What we have lost along the way is not only our central message, but our captivating beauty. The poignant beauty of Christ is seen when he sits at the table with sinners and outcasts, as he pardons those whom others would stone, as he loves his enemies even in his death. But is this what conservative Christianity is now known for? Hospitality toward secularists? Mercy for the sinner? Self-sacrificing enemy-love? Of course not. We’re known for our angry rhetoric in what we call a “culture war” and for an evangelical imitation of the shock-jock political pundits. Is it any wonder the secular world is not too interested in sitting at the Christian table?

This is why I wrote Unconditional? I didn’t set out to write a book on forgiveness, I set out to write a book on how the church can recover its beauty and authenticity. I care deeply for the health of Christianity in America and it pains me to see the evangelical church hijacked by the principalities and powers of political agenda and commercial interest. We can be so much more beautiful than this! We can embrace the cruciform! We can be Christlike! We can model enemy-love and radical forgiveness! We can find better representatives of Christianity than the televangelist doing his Rush Limbaugh impersonation. (And it doesn’t really matter if Rush is right or wrong—it’s simply not our message!) I want to reintroduce evangelical Christianity to saints like Corrie ten Boom, who forgave a Nazi concentration camp guard; Pope John Paul II, who forgave his would-be assassin; the Amish community of Nickel Mines, who forgave a child-killer and his widow; and Archbishop Nelson Mandela, who taught the world that there is no future without forgiveness. We need to reacquaint ourselves with these beautiful people.

HOW TO COMPLETE THIS TASK: Carry on the passage about forgiveness and the church's lost beauty, starting after its final sentence. The rows have no connection to the text above.

INPUT DATA:

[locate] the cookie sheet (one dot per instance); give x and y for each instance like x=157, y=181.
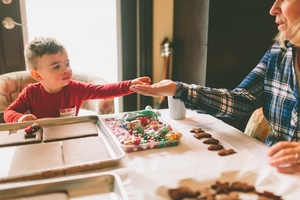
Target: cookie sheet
x=21, y=162
x=102, y=185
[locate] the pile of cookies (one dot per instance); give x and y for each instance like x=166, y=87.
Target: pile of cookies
x=221, y=190
x=214, y=144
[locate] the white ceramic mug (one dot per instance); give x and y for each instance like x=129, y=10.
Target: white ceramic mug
x=176, y=108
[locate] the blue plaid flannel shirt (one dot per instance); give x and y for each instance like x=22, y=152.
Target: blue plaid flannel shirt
x=271, y=85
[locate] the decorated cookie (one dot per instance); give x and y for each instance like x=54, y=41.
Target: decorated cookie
x=202, y=135
x=215, y=147
x=226, y=152
x=211, y=141
x=196, y=130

ANSWER FOR THIS EXERCISE:
Here’s part of the problem: Western civilization, taking Homer’s Iliad as a formative text and the avenging Achilles as the prototype for the heroic, has a hard time rejecting the “glory” of vengeance for the beauty of forgiveness. In America we especially like our cowboy justice of “make ‘em pay,” and perhaps we secretly fear that forgiveness is a kind of weakness. Certainly that’s what Nietzsche thought as he derided Christian forgiveness as nothing more than “slave morality.” Nietzsche went so far as to say that the only noble character in the New Testament was Pontius Pilate. Wow! Whatever else this tells you about Nietzsche, it certainly tells you that he had bad taste. To fail to see the transcendent beauty of Jesus Christ as compared to the cynical pragmatism of Pontius Pilate exposes a deplorable aesthetic sense! But here’s the rub—as Christians we believe Nietzsche got it wrong when he launched his bombastic attacks upon Christianity, but with our deep attraction to political machinations are we actually covert adherents of Nietzsche’s will to power? Do we secretly think that loving enemies and forgiving transgressors is actually a terrible way to go about changing the world? I wonder.

The power of Achilles or the beauty of Immanuel? In some ways, that is the choice before us. Let’s believe in the beautiful! Power certainly has a Homeric glory, but forgiveness is the essence of Christlike beauty. Achilles can valiantly avenge, but he would never forgive. And neither would Nietzsche. But to forgive is what Jesus did. And it’s beautiful. Stephen, the first Christian martyr, imitated Christ and forgave his enemies. So did Corrie ten Boom, John Paul II, the Amish, Desmond Tutu, and so many others known and unknown. These are the beautiful people. These must become our models. As long as we are more attracted to the powerful than we are to the beautiful, we will have a tragic tendency to corrupt Christianity. But things are beginning to change. Five hundred years ago change came to the church through a reformation of protest. Perhaps this time around change will come through a renaissance of beauty—the beauty of forgiveness.